## Extrait
☆ ☆ ☆ ☆

Mais la dépendance aux réseaux sociaux et les habitudes de surconsommation numérique, elles, continuent d’avoir un effet sur nos vies et les tentatives pour les délaisser sont très souvent futiles. Selon le Recueil d’informations sur Internet au Canada 2023 de CIRA, plus de 50 % des Canadiens sont branchés pour plus de 5 heures par jour. Le pourcentage était de 36 % en 2016. 

Quoique la perspective vis-à-vis des médias sociaux comme Facebook et Instagram semble évoluer. «Un quart (24 %) des Canadiens estiment que les médias sociaux sont néfastes et ce chiffre continue de grimper. En 2023, seuls 18 % d’entre eux jugeront les médias sociaux bénéfiques. Facebook reste la plateforme la plus toxique et les reportages sur Instagram comme les plus addictifs ont augmenté au fil du temps», rapporte Médias d’Info Canada.

☆ ☆ ☆ ☆

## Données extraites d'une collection
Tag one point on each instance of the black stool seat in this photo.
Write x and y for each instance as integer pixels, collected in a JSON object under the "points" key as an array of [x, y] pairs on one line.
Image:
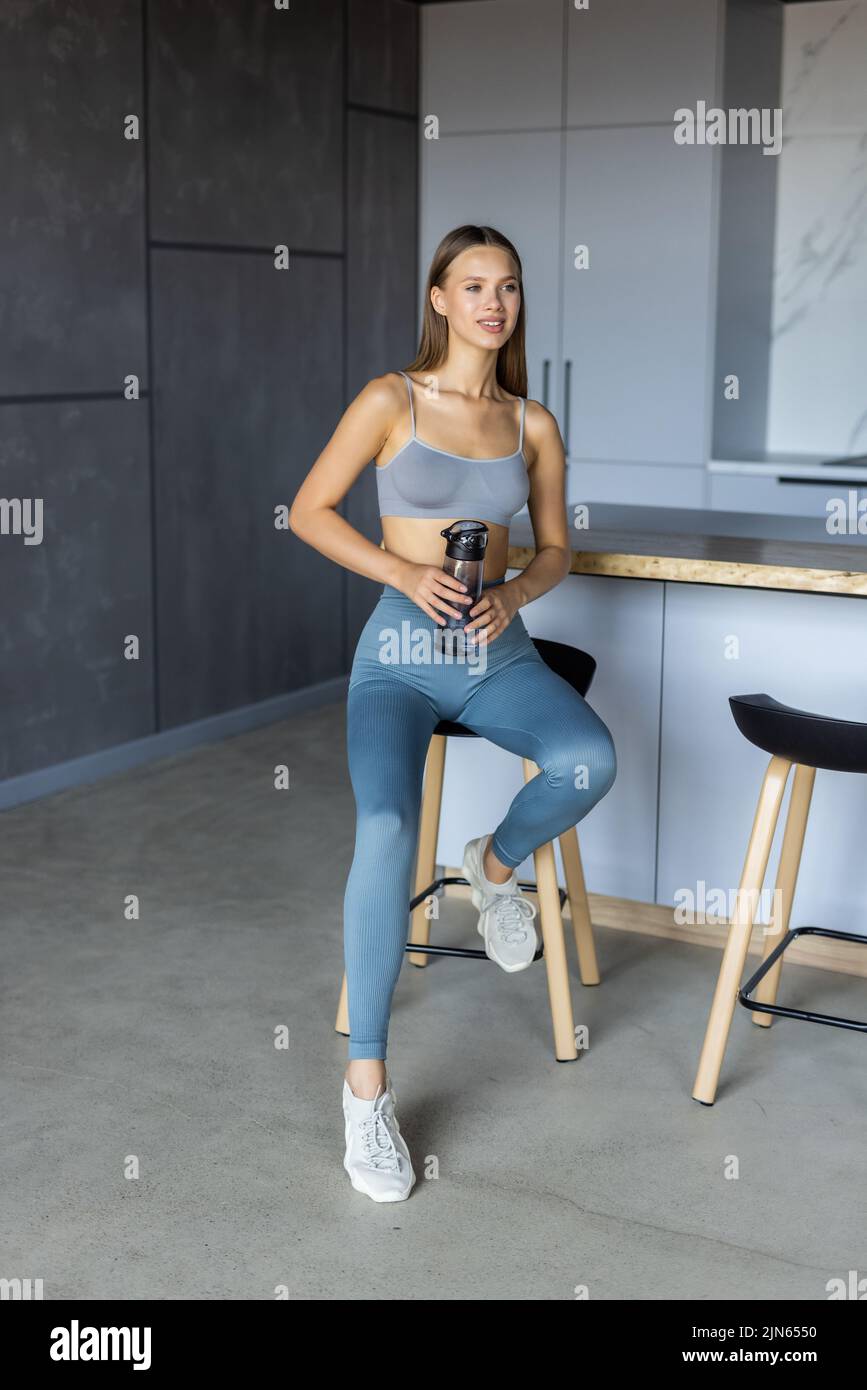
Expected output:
{"points": [[570, 662], [814, 740]]}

☆ ☆ ☆ ☆

## Consigne écrite 1
Relevez tous les pourcentages mentionnés dans l'extrait sur les réseaux sociaux.
## Consigne écrite 2
Dans l'extrait, reformulez sous forme de liste le paragraphe qui commence par « Quoique la perspective », en conservant ses faits principaux.
## Consigne écrite 3
Répondez aux questions suivantes à partir de l'extrait :
(a) En 2016, quel pourcentage de Canadiens étaient branchés plus de 5 heures par jour ?
(b) Quelle plateforme reste la plus toxique ?
(c) Quelle organisation a publié le Recueil d'informations sur Internet au Canada 2023 ?
Ce matériel n'a aucun rapport avec l'extrait.

## Réponse correcte 1
plus de 50 %, 36 %, 24 %, 18 %

## Réponse correcte 2
- Le regard porté sur les médias sociaux comme Facebook et Instagram semble évoluer.
- Un quart des Canadiens (24 %) jugent les médias sociaux néfastes, et cette proportion augmente.
- En 2023, 18 % seulement les trouvent bénéfiques.
- Facebook reste la plateforme la plus toxique.
- Instagram est de plus en plus souvent présenté comme la plus addictive.
- Ces données sont rapportées par Médias d'Info Canada.

## Réponse correcte 3
(a) 36 %
(b) Facebook
(c) CIRA